(Location labeling records)

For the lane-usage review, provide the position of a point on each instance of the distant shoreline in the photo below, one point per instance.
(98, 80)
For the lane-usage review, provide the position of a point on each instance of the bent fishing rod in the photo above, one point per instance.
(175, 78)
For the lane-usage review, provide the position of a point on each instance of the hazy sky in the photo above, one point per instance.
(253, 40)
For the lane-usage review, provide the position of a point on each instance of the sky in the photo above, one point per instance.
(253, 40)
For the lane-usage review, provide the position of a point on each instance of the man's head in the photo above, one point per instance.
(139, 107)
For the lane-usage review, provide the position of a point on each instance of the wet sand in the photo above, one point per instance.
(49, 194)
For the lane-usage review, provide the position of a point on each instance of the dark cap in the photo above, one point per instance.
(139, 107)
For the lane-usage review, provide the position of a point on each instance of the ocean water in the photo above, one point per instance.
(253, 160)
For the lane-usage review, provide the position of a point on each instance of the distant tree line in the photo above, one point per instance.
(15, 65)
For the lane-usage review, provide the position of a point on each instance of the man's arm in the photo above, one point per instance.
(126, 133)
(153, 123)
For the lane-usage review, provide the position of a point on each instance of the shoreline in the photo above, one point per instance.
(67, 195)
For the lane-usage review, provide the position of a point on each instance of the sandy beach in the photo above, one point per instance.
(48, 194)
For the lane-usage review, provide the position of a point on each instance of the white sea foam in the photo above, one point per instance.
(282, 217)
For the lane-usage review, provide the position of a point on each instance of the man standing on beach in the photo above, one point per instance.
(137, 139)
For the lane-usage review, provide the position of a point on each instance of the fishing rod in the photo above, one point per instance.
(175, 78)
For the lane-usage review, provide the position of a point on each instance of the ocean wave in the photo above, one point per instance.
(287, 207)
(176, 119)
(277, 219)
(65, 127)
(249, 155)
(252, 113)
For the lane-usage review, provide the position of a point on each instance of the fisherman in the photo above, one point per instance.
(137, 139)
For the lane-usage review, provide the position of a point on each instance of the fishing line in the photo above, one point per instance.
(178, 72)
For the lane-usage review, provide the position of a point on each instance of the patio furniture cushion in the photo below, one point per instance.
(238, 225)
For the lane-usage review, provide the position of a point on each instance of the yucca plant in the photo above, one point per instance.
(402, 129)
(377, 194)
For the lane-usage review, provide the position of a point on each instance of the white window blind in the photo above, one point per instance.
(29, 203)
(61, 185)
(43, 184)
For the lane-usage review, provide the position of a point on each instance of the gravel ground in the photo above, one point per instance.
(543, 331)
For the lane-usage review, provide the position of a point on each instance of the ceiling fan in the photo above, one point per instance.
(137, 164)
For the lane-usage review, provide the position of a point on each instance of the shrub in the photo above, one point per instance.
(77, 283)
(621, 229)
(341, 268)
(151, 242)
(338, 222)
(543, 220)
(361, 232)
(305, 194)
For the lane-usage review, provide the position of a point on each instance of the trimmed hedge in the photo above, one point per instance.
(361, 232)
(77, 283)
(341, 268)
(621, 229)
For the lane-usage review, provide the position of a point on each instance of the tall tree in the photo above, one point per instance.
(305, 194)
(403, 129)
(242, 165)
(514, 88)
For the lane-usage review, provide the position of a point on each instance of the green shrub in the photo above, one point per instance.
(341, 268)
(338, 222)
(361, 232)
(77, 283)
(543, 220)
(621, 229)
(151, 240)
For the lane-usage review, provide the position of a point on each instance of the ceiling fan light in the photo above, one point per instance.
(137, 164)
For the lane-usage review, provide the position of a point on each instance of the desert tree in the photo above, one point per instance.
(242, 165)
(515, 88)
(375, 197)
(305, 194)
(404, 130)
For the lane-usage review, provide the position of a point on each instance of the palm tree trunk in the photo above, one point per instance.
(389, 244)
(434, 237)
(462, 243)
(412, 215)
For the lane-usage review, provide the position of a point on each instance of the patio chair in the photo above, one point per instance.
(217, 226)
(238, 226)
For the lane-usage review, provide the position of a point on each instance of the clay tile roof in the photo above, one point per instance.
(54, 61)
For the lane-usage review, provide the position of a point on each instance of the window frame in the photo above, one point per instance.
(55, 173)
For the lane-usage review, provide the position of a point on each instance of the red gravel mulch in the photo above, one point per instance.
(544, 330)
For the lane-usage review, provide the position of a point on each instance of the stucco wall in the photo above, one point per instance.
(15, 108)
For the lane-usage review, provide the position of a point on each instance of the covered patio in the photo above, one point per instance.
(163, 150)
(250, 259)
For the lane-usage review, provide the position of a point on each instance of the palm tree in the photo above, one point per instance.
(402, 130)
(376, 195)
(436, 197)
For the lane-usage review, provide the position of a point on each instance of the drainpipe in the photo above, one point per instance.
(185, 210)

§ Brief: Starting from the line containing "palm tree trunk", repeat each line through the end of the entries, exactly.

§ Task solution:
For the lane-usage review, provide the position of a point on each instance of the palm tree trunk in the photo above, one point per instance.
(389, 244)
(434, 237)
(462, 243)
(412, 215)
For the lane-usage review, provide the position of a point on each instance of the patio chair in the photo above, one point per instance.
(217, 226)
(238, 226)
For the lane-usage review, provide the position of a point on each instance of the clay tile roof in the photo above, one point per instance.
(54, 61)
For the lane-usage review, provide the position of a point on each instance of the window frame in the photo above, one point per instance.
(55, 173)
For the lane-usage review, provide the position of a point on each instance of the red gravel mulch in the photo above, one point per instance.
(544, 330)
For the lane-usage review, provide the position of a point on each instance of the stucco wall in the photo above, one point per instance.
(15, 108)
For the lane-usage review, provide the position of a point on each instance of the covered patio in the photo above, one point per instance.
(163, 150)
(250, 259)
For the lane-usage review, provide the position of a point on each instance of the palm tree in the photo above, one point per instance.
(402, 130)
(376, 195)
(436, 197)
For the lane-usage review, provide the position of a point on each instance of the drainpipe in the photo above, one point per instance.
(185, 210)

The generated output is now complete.